_What the exercise asks_
Reproduce as a numbered list every line of the data below, from the line containing "Target: <item>footprint in sand</item>" down to the line containing "227 150 L 229", including both of those lines and omitting any blank lines.

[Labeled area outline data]
--------------------------------------------------

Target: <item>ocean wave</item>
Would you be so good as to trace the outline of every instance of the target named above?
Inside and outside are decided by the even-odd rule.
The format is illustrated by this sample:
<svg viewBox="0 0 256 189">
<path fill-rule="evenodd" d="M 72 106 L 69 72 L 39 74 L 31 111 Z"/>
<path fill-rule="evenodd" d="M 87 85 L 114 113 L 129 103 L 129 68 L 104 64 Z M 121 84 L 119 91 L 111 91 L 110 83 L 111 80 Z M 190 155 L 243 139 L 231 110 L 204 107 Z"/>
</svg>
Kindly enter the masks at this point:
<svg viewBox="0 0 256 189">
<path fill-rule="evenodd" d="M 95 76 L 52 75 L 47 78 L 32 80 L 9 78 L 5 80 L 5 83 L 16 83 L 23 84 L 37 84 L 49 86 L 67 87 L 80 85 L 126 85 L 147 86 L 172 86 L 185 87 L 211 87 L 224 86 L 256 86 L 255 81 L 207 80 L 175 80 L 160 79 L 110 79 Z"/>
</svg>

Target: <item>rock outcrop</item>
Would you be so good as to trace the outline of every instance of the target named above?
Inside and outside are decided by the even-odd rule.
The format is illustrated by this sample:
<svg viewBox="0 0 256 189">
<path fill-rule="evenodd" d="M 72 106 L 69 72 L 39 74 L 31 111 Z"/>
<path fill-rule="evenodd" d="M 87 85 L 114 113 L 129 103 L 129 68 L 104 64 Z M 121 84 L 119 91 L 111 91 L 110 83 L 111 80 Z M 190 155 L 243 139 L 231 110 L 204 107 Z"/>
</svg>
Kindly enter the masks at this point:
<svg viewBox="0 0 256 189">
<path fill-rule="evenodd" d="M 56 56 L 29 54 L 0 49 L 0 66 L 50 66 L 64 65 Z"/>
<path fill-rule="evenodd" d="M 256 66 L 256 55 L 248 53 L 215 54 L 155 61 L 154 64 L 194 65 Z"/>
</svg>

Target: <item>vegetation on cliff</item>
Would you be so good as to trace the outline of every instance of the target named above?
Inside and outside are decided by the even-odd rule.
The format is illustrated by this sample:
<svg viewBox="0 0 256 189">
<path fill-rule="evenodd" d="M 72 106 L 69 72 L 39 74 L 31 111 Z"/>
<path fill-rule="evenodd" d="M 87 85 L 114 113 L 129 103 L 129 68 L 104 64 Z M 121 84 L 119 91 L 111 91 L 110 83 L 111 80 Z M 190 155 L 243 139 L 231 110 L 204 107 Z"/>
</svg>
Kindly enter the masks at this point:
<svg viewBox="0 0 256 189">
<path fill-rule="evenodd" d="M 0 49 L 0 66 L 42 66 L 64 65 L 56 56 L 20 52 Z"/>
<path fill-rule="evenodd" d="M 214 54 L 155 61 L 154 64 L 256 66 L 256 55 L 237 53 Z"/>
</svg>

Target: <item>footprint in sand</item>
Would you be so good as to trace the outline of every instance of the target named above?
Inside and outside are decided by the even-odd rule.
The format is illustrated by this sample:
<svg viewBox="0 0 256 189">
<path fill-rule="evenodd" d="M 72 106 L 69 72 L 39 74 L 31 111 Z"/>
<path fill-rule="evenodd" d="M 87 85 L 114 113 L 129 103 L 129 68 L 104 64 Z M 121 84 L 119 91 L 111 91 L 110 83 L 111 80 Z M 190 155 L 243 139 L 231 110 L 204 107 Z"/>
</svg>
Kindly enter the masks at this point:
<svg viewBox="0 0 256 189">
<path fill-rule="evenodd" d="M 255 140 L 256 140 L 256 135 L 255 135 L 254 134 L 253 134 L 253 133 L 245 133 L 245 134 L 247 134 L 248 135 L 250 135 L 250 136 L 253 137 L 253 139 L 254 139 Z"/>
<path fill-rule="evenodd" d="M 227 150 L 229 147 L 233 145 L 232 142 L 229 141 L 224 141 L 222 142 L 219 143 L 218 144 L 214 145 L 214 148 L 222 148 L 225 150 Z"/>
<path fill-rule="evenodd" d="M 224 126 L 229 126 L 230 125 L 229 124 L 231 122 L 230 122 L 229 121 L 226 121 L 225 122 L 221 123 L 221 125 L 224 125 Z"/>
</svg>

--------------------------------------------------

_Answer to the problem_
1. Target: <item>footprint in sand</item>
2. Would you be so good as to trace the outline of every instance of the target named above?
3. Inside and outside are decided by the even-odd rule.
4. The format is illustrated by this sample:
5. <svg viewBox="0 0 256 189">
6. <path fill-rule="evenodd" d="M 72 106 L 69 72 L 39 74 L 31 111 Z"/>
7. <path fill-rule="evenodd" d="M 87 85 L 114 113 L 129 103 L 129 68 L 104 64 Z M 121 84 L 119 91 L 111 91 L 110 83 L 111 80 Z M 190 155 L 243 139 L 231 110 L 204 107 Z"/>
8. </svg>
9. Kindly enter the masks at this point:
10. <svg viewBox="0 0 256 189">
11. <path fill-rule="evenodd" d="M 255 140 L 256 140 L 256 135 L 255 135 L 254 134 L 253 134 L 253 133 L 245 133 L 245 134 L 247 134 L 248 135 L 250 135 L 250 136 L 253 137 L 253 139 L 254 139 Z"/>
12. <path fill-rule="evenodd" d="M 227 150 L 229 147 L 233 145 L 232 142 L 229 141 L 224 141 L 222 142 L 219 143 L 218 144 L 214 145 L 214 148 L 222 148 L 225 150 Z"/>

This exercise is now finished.